§ **TASK DESCRIPTION**:
Locate every line in the material below that contains the word "engine", and copy each of those lines.

§ **RAW DATA**:
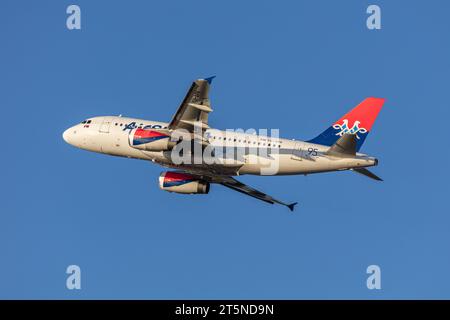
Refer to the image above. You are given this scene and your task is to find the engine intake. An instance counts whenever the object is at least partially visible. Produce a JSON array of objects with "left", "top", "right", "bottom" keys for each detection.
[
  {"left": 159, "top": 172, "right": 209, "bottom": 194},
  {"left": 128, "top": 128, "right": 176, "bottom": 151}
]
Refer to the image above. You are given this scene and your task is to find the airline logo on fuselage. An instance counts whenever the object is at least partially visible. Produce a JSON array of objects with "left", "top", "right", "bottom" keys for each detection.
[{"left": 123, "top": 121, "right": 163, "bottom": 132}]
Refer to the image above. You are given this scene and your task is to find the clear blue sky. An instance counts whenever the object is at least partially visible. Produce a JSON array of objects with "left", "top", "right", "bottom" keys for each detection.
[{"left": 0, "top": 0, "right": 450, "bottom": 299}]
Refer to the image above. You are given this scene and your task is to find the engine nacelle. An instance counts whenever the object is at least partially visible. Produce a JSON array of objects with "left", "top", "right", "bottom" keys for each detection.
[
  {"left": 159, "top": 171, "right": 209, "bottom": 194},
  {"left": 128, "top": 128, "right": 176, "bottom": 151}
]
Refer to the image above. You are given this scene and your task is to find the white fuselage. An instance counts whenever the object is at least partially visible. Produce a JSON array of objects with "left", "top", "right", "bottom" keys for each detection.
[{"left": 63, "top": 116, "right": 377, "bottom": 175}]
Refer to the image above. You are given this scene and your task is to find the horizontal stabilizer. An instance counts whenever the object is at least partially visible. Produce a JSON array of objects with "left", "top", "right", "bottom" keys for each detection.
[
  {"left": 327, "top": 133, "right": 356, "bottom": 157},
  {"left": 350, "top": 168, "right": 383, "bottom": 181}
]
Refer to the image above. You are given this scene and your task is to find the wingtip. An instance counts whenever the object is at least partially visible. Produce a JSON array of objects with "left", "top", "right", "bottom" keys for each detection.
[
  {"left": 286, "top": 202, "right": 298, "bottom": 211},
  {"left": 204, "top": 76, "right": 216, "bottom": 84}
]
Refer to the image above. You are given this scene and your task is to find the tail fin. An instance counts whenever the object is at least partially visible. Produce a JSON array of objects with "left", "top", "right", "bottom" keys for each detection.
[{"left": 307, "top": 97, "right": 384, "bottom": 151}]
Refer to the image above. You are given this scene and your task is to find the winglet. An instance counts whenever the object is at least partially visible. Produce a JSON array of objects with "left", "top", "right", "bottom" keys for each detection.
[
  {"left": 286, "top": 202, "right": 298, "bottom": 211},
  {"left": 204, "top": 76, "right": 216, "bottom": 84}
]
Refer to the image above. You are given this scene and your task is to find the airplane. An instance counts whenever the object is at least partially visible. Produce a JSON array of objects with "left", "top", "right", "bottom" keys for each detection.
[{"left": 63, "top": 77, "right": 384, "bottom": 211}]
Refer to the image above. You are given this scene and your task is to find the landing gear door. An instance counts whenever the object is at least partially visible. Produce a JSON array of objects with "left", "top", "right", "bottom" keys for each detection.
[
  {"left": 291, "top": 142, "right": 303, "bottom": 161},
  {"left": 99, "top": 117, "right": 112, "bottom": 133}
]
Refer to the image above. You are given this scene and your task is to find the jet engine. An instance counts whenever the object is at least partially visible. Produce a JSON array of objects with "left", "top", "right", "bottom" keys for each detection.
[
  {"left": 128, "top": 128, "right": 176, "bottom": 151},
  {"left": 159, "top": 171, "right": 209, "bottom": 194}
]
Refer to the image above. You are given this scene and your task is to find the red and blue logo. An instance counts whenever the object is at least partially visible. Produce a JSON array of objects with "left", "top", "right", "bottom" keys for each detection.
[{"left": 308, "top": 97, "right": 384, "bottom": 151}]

§ **SOLUTION**:
Refer to the image above. You are given this scene and your task is to find the engine intake. An instance counts whenever the object is at least partially visible. Produce a JSON array of objects with "left", "top", "right", "bottom" keys for each detection.
Refer to the image above. You are given this scene and your task is to find the engine nacelle. An instance counts whenever the object is at least partially visible. Produce a JSON array of objects with "left", "top", "right", "bottom" keys for each detection.
Refer to the image above. You are given this scene and your task is to find the jet engine. An instance counts whenever the object is at least partially visible. Produce a JSON array of objects with "left", "top", "right", "bottom" keys for each detection.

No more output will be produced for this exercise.